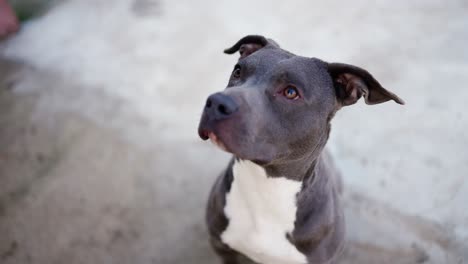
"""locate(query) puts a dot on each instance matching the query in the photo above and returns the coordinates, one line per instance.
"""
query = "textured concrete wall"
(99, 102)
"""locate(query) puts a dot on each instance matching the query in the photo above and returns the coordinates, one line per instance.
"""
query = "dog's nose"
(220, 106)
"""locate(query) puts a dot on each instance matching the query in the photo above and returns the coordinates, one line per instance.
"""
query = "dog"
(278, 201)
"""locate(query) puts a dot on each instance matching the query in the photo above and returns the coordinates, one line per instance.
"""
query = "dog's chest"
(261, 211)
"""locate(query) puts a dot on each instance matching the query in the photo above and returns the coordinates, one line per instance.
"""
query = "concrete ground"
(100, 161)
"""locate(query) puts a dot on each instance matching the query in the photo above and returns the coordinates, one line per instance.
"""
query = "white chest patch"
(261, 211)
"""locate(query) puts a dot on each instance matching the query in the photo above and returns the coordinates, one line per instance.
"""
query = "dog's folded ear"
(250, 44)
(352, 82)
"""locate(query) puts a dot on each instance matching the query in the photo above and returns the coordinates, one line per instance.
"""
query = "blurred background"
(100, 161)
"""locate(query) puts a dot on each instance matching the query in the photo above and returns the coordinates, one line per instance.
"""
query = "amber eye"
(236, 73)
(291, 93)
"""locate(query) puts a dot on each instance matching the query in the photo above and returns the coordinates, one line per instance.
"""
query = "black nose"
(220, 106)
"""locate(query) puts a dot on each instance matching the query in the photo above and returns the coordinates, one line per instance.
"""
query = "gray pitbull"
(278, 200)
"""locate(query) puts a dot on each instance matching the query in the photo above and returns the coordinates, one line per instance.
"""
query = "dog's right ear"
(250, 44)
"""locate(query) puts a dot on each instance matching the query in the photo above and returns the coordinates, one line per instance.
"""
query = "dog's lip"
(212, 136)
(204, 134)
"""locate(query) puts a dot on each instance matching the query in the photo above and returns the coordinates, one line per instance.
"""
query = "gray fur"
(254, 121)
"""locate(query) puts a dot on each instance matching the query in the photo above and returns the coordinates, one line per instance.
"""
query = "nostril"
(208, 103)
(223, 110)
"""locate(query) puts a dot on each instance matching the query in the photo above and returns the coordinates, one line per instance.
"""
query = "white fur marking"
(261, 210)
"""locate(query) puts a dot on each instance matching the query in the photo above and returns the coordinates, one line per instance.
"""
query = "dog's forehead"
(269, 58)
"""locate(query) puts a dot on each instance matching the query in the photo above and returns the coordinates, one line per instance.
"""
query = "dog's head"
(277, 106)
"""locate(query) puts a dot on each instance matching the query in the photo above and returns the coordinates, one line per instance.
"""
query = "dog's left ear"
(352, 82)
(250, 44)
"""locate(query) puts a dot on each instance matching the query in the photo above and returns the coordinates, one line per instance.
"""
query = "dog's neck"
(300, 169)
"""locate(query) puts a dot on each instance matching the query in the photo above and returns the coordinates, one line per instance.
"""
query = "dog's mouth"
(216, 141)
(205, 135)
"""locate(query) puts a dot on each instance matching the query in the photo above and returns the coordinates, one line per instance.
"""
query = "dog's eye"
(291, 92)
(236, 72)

==

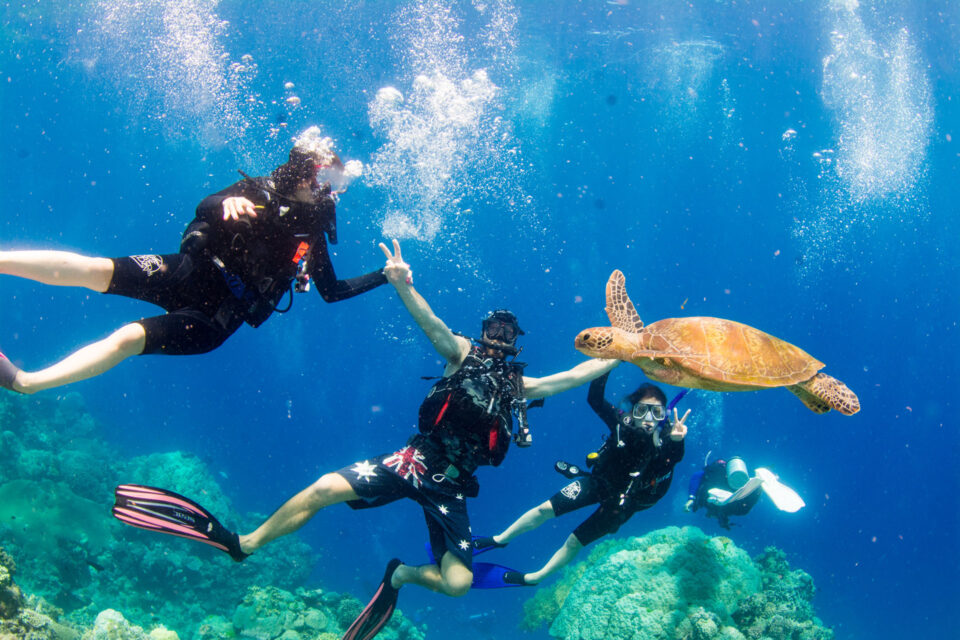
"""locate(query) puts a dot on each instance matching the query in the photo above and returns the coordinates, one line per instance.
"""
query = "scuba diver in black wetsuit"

■ PROBLEM REQUIREMENTS
How many lines of the records above contain the string "white"? Case counts. Reply with the number alone.

■ TASK SOLUTION
2